### ASSIGNED TASK:
Each line in the entries that has the word "helmet" has to be copied.

*** DATASET ENTRIES ***

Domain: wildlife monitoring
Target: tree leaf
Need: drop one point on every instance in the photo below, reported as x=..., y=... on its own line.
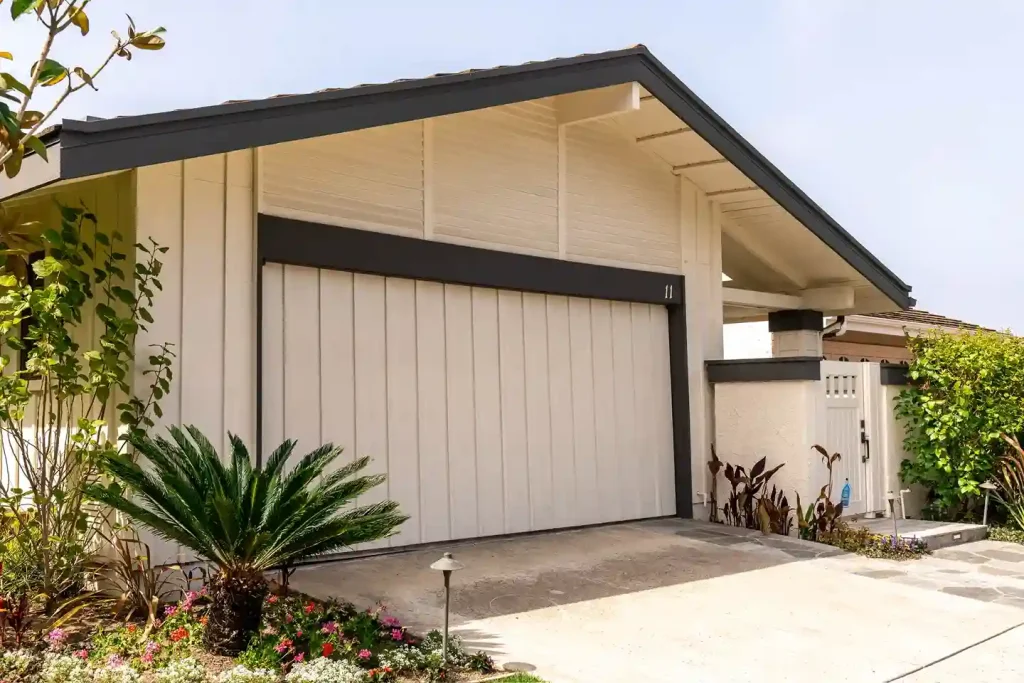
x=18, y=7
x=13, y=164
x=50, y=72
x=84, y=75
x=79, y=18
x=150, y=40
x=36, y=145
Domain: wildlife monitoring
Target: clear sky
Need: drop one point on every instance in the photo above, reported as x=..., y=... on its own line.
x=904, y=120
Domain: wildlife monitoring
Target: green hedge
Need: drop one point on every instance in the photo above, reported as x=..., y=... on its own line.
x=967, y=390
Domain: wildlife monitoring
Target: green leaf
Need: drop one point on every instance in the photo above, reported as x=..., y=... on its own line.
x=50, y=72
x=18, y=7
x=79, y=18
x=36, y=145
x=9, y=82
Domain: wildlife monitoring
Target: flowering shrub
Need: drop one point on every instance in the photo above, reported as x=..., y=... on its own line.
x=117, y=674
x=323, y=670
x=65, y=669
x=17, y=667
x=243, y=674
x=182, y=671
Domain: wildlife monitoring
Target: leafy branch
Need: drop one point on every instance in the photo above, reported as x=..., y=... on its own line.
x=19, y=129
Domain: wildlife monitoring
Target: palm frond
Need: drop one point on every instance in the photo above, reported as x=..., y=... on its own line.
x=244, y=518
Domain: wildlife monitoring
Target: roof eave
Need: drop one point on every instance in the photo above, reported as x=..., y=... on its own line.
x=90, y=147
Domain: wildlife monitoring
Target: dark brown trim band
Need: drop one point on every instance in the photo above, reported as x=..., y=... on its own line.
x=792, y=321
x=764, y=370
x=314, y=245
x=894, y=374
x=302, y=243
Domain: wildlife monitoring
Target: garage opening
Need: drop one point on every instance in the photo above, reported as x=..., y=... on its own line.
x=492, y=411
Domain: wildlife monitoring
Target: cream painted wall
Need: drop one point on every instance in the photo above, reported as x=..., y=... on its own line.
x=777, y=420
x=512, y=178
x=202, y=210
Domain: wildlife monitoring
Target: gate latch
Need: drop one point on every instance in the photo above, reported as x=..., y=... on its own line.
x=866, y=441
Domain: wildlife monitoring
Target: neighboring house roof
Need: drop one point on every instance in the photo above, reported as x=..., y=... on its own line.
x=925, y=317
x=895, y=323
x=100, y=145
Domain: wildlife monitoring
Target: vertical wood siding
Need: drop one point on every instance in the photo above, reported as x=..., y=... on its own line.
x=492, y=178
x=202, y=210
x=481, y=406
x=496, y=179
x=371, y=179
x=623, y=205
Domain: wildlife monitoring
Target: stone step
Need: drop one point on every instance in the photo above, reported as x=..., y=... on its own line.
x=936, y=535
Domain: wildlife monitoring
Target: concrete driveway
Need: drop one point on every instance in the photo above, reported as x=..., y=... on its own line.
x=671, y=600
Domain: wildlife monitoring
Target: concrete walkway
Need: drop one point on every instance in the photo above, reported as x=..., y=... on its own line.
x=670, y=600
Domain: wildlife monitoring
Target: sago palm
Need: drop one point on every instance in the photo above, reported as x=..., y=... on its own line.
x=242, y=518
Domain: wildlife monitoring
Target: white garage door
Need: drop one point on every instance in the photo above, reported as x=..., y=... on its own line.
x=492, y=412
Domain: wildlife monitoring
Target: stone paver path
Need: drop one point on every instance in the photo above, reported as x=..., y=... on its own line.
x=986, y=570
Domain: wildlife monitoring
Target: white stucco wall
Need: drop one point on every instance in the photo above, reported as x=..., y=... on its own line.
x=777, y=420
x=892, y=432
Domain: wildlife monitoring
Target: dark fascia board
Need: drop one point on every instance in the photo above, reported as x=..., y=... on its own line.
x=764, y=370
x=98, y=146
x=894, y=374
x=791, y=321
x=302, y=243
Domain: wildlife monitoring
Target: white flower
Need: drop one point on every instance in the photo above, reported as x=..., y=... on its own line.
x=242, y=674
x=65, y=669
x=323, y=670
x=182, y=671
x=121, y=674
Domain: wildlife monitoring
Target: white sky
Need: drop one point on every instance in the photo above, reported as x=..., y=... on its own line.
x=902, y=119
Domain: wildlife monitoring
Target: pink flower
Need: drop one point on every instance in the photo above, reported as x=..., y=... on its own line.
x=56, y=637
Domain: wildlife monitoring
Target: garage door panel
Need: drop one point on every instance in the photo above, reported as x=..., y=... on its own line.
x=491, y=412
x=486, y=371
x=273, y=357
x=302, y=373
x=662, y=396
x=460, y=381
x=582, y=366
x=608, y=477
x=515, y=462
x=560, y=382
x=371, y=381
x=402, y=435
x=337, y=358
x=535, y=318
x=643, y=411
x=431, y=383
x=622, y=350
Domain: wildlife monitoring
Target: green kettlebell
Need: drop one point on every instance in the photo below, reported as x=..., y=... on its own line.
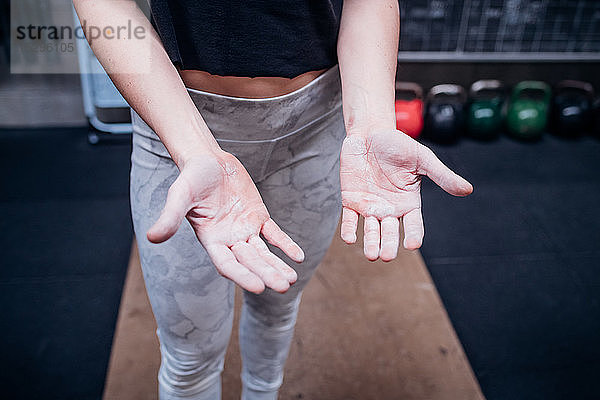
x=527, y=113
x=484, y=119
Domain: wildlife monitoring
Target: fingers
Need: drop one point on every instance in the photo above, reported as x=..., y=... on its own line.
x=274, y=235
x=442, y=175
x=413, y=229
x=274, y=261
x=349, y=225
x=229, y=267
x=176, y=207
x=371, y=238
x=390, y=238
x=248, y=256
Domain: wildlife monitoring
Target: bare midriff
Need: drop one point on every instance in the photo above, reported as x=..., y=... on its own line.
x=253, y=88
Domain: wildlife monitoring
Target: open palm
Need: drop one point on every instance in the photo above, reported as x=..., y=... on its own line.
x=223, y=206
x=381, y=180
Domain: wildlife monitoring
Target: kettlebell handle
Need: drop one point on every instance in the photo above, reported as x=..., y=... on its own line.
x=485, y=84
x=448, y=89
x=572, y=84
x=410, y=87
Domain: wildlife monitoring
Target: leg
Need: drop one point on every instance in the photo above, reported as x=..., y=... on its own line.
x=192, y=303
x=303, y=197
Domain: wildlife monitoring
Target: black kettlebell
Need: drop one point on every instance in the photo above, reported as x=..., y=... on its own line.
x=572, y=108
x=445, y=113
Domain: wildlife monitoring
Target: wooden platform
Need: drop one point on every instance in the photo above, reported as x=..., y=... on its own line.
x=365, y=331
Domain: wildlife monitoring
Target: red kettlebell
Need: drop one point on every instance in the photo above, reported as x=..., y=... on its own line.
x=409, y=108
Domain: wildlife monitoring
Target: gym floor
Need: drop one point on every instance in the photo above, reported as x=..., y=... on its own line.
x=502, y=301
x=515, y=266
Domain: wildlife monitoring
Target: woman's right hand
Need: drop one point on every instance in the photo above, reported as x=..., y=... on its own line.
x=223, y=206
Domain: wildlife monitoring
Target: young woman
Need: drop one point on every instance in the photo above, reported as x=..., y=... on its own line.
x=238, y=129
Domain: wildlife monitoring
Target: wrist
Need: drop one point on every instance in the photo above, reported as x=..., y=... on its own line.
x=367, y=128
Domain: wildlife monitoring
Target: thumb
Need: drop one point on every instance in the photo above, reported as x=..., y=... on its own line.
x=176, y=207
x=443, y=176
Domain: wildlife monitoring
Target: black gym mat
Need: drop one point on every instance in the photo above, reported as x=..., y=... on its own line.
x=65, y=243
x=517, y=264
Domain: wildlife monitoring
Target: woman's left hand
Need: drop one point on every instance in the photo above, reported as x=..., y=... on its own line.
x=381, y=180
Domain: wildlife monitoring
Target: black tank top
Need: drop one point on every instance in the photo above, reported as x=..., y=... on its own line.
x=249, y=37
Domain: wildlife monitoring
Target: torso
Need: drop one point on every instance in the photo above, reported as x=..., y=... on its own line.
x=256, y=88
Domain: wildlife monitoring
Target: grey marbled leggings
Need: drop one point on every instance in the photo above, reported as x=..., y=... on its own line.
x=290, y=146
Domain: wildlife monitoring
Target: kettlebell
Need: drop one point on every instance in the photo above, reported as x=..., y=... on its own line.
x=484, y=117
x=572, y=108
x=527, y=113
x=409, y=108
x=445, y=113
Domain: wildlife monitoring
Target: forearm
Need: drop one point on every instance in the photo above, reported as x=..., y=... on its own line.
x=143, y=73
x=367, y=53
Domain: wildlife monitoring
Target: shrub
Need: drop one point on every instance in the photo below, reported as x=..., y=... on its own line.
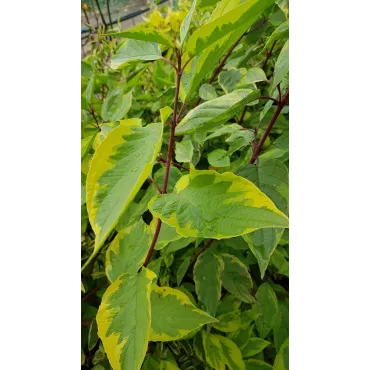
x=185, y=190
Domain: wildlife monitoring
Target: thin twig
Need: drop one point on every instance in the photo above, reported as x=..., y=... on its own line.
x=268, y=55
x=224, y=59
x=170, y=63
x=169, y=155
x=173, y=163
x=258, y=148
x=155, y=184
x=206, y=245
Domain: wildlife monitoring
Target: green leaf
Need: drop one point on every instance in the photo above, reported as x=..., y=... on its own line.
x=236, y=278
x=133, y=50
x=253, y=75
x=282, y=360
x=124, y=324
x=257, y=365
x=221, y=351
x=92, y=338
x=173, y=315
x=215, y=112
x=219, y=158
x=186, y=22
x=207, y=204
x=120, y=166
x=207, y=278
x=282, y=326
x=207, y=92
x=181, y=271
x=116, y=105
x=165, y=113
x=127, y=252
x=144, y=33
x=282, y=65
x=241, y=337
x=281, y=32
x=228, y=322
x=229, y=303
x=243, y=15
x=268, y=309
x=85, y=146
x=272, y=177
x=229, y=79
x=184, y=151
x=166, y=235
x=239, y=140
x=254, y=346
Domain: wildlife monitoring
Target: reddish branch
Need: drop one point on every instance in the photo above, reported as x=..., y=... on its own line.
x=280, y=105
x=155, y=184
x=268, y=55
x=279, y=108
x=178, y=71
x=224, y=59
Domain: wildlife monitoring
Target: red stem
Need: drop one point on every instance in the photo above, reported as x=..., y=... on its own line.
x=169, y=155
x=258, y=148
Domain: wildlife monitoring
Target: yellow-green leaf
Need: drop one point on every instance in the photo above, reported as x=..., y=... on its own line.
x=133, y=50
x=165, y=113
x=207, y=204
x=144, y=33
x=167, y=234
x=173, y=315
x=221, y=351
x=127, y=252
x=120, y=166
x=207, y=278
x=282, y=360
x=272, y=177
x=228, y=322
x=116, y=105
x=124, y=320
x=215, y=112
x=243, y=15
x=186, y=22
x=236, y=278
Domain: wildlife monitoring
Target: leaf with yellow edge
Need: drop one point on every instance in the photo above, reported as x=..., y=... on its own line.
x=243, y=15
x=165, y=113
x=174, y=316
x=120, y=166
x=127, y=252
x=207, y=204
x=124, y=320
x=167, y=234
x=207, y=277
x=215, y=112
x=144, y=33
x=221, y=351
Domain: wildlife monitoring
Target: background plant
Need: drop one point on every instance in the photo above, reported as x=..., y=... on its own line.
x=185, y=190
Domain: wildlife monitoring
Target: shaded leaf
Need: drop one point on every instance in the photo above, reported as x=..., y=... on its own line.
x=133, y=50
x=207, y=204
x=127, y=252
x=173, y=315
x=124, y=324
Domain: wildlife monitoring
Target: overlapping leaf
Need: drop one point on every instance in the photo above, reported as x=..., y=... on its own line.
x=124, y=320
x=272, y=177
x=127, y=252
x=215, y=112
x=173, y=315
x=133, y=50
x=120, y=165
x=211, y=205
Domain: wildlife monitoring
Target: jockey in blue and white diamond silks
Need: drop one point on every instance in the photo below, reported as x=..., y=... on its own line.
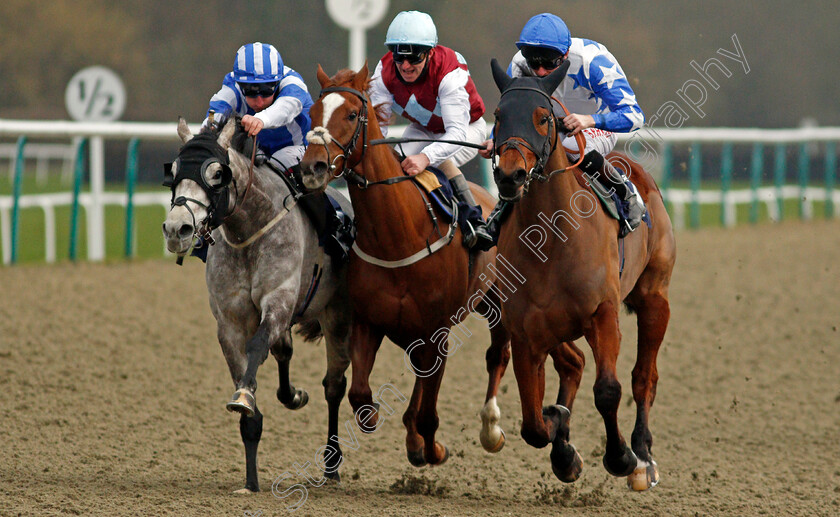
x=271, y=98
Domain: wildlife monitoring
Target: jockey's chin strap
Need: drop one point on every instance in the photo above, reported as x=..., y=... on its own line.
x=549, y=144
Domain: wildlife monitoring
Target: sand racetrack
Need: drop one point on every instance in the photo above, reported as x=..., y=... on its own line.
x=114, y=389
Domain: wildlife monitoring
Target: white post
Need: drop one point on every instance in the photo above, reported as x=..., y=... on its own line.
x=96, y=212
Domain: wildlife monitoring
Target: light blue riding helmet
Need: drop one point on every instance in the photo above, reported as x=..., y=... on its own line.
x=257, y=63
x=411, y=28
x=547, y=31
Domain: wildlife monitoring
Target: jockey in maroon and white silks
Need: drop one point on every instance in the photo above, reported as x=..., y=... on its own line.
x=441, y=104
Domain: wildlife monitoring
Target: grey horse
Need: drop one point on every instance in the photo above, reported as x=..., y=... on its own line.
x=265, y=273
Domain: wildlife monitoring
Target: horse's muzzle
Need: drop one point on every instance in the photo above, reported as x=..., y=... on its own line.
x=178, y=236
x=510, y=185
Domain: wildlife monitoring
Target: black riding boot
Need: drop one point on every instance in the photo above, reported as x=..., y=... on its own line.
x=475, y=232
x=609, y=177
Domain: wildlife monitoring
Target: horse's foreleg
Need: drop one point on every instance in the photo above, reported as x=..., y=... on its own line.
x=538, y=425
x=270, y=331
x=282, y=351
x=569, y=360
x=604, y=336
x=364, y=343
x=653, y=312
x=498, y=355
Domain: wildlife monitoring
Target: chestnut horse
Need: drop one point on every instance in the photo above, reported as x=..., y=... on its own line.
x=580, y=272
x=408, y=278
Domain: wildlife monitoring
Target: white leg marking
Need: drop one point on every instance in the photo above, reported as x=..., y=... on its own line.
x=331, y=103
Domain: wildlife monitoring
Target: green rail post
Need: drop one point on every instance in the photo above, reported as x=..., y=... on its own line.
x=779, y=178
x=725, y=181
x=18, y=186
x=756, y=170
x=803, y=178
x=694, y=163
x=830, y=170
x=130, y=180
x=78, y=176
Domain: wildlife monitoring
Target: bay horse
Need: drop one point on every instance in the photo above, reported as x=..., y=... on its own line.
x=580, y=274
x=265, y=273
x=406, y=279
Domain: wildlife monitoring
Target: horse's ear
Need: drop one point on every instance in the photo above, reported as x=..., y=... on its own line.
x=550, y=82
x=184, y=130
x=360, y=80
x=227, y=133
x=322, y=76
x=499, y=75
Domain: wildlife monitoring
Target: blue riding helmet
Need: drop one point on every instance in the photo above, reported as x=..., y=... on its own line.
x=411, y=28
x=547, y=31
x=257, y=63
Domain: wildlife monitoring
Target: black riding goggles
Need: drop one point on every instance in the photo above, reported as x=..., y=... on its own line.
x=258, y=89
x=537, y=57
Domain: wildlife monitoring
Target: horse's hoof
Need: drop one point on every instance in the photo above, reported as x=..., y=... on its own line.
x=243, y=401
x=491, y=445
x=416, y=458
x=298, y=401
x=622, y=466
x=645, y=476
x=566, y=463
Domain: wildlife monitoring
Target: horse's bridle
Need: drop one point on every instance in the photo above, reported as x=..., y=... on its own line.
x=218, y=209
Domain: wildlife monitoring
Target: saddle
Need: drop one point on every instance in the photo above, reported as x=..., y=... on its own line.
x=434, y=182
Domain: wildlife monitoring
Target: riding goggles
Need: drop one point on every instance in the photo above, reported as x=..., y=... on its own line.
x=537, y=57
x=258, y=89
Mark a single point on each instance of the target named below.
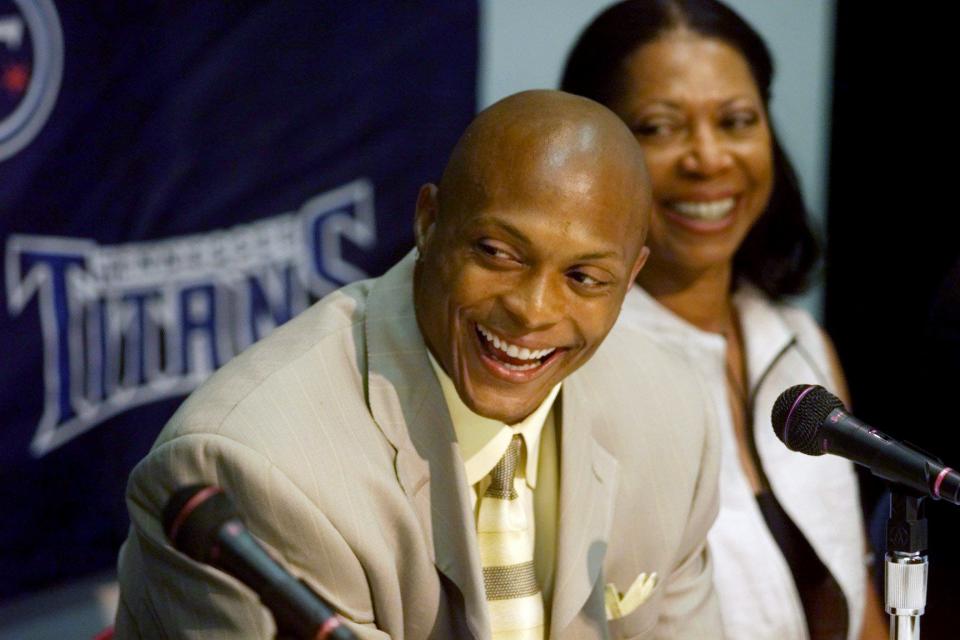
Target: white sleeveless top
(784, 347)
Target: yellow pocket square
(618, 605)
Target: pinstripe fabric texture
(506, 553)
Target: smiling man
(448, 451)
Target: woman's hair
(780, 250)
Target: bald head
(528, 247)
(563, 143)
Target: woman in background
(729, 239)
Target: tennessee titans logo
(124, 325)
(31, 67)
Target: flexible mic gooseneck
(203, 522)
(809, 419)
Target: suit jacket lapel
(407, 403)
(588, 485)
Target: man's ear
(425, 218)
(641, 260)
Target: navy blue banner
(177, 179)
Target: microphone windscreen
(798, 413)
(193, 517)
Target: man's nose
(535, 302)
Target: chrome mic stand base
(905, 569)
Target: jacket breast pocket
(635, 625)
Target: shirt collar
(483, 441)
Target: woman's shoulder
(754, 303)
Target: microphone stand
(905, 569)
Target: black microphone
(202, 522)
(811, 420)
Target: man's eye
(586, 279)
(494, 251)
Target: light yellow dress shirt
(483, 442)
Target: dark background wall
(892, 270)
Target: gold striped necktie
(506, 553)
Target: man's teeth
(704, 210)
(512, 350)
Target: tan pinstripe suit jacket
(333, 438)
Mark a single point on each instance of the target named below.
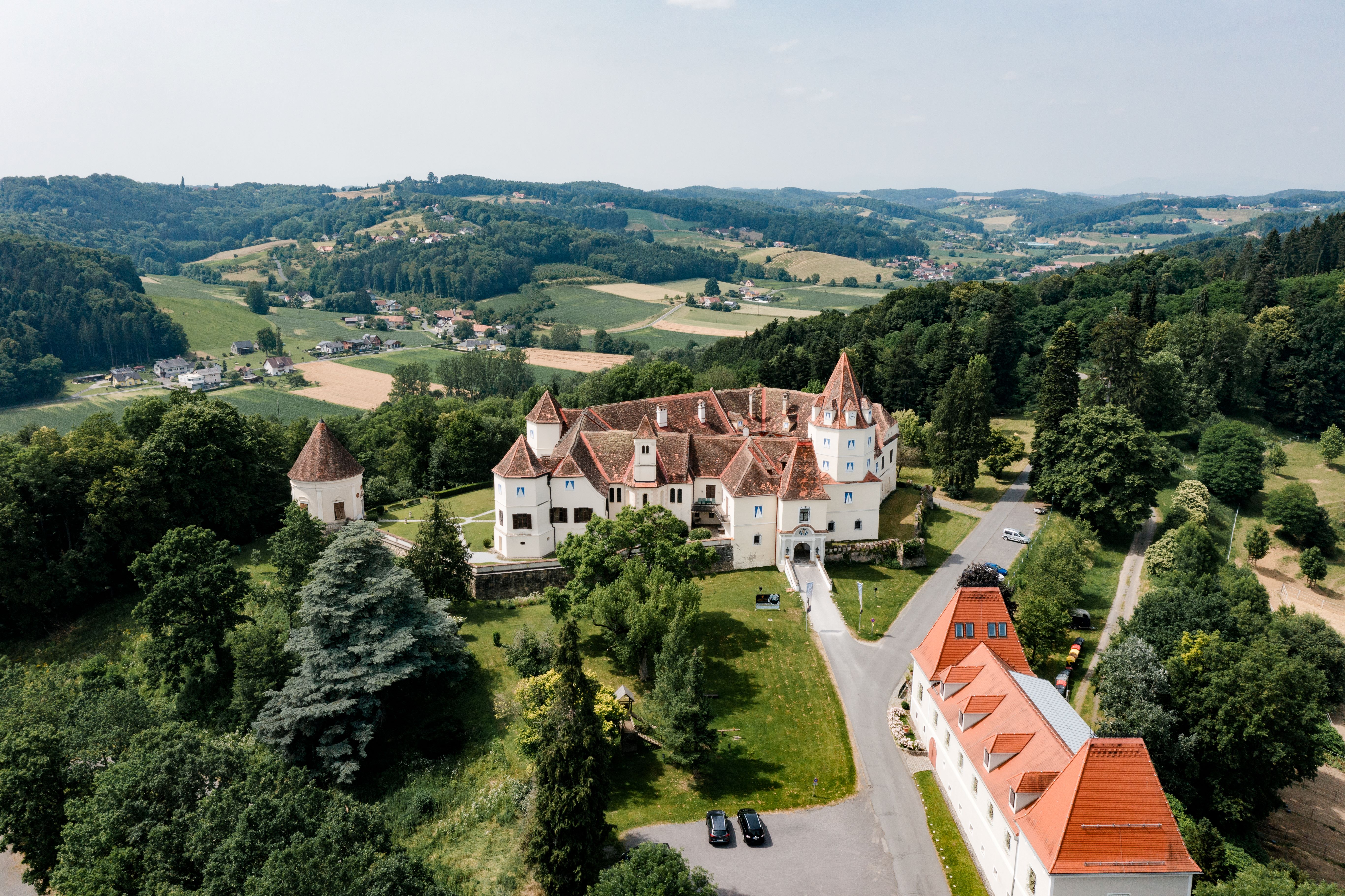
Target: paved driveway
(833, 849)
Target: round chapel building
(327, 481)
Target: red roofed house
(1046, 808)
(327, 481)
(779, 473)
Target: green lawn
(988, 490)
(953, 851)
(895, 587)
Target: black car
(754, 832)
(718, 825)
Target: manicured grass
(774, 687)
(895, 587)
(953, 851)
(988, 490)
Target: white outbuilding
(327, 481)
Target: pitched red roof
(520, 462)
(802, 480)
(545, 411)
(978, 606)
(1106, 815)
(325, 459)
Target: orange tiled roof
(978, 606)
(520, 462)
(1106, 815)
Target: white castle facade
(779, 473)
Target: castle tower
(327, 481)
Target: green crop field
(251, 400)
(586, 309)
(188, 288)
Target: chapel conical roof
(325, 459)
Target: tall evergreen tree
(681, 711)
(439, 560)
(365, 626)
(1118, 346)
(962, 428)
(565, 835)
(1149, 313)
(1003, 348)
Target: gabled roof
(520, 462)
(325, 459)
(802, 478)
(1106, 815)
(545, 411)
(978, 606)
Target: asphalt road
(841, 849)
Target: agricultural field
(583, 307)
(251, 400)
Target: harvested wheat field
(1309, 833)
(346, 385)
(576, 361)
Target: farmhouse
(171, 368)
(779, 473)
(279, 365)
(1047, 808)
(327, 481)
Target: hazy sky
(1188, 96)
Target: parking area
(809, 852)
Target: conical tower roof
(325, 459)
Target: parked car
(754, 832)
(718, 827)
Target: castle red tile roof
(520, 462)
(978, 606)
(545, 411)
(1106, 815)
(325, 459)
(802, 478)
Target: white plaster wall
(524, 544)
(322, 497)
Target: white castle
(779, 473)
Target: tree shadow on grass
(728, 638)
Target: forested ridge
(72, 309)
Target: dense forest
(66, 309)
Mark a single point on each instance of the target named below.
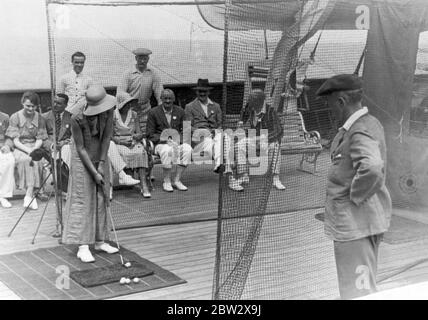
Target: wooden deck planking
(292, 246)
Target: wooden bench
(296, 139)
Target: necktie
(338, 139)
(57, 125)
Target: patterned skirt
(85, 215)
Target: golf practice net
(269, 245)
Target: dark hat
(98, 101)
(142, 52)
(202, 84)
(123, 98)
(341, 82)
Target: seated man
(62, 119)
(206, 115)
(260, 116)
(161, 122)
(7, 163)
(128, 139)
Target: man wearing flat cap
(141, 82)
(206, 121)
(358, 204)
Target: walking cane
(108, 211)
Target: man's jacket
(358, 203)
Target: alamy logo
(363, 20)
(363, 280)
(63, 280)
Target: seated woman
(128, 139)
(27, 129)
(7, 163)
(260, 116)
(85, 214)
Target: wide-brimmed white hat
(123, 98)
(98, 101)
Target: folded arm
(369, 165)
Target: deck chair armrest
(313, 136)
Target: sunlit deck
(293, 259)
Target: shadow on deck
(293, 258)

*** End of DATASET ENTRIES ***

### RESULT BELOW:
Target: light blue riding helmet
Target: blue riding helmet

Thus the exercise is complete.